## start STORED RECORDS

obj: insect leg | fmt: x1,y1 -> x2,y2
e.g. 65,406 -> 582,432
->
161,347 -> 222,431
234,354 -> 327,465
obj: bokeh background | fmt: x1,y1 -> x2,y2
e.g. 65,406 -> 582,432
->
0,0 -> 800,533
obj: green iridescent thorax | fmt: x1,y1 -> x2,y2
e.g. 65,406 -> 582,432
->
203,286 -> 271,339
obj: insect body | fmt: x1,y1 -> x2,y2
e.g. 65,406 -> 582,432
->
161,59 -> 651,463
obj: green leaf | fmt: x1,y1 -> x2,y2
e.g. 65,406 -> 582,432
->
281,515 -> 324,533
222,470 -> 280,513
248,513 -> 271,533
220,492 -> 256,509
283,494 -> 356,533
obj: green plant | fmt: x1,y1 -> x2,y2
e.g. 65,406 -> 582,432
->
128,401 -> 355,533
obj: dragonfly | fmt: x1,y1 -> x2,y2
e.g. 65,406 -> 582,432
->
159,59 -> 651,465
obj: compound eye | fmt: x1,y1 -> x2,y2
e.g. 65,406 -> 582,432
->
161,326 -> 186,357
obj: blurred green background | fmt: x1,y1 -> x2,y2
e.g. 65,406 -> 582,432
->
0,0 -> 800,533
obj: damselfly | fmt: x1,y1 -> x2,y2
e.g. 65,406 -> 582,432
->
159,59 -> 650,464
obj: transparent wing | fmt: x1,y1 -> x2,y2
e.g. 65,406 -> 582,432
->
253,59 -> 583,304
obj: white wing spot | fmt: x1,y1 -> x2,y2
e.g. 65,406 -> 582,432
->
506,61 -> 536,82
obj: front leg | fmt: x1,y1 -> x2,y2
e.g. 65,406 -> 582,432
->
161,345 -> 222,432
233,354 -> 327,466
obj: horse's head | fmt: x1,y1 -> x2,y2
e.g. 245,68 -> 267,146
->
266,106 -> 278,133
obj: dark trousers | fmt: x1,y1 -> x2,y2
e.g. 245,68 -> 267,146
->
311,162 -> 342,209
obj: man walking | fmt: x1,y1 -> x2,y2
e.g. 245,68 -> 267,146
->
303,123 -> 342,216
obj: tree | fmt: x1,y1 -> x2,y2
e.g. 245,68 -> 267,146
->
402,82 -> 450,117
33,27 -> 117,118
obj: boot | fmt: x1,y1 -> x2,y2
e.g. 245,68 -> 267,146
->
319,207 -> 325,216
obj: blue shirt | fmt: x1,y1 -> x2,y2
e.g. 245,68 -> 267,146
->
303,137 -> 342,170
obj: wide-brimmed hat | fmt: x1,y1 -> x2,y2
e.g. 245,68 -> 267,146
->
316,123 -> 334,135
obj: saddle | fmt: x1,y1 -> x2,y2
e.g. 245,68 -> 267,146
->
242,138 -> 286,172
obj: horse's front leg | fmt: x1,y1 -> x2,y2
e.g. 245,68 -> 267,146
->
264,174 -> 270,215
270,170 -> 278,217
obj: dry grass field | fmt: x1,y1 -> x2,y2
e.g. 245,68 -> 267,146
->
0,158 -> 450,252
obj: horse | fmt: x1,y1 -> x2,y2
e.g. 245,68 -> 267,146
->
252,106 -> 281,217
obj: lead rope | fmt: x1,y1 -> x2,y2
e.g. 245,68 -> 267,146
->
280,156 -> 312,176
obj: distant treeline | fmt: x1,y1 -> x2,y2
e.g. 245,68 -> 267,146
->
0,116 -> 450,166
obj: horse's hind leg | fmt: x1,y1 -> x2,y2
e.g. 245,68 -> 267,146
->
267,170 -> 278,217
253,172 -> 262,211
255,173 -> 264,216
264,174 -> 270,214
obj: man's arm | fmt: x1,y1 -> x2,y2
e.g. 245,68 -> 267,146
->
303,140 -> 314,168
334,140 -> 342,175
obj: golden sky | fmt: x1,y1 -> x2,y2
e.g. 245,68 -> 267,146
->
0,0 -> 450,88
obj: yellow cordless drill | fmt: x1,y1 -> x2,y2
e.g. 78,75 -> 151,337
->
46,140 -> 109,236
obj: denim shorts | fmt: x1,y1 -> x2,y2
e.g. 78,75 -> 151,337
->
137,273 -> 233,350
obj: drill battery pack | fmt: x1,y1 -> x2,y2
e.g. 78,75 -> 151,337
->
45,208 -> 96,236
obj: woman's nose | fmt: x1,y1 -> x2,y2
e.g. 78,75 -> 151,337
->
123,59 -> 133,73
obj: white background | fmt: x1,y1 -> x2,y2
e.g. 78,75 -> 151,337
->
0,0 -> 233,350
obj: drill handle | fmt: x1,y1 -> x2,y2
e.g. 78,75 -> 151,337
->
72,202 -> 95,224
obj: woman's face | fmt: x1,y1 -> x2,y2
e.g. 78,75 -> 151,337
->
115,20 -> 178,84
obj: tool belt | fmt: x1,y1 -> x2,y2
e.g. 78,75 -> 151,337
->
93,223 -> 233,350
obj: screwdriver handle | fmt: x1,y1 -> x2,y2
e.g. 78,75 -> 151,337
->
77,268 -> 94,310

## end STORED RECORDS

[WORK TO DO] Reproduce the entries between the line containing "obj: boot | fmt: x1,y1 -> x2,y2" and the line containing "316,123 -> 334,135", inclusive, with each coordinate in the answers multiplied by 0.55 and rounded to the nearest whole number, halves rounded up. Leave the requests and their format samples unchanged.

[RESULT OF THIS EXERCISE]
obj: boot | fmt: x1,y1 -> x2,y2
e.g. 245,68 -> 267,146
->
175,114 -> 179,119
obj: blue shirt | fmt: x1,y1 -> x2,y2
e.g. 245,68 -> 267,146
->
167,75 -> 188,94
obj: wide-brimmed hat | fmt: x1,y1 -> x2,y2
e.g. 245,68 -> 267,146
->
174,68 -> 184,74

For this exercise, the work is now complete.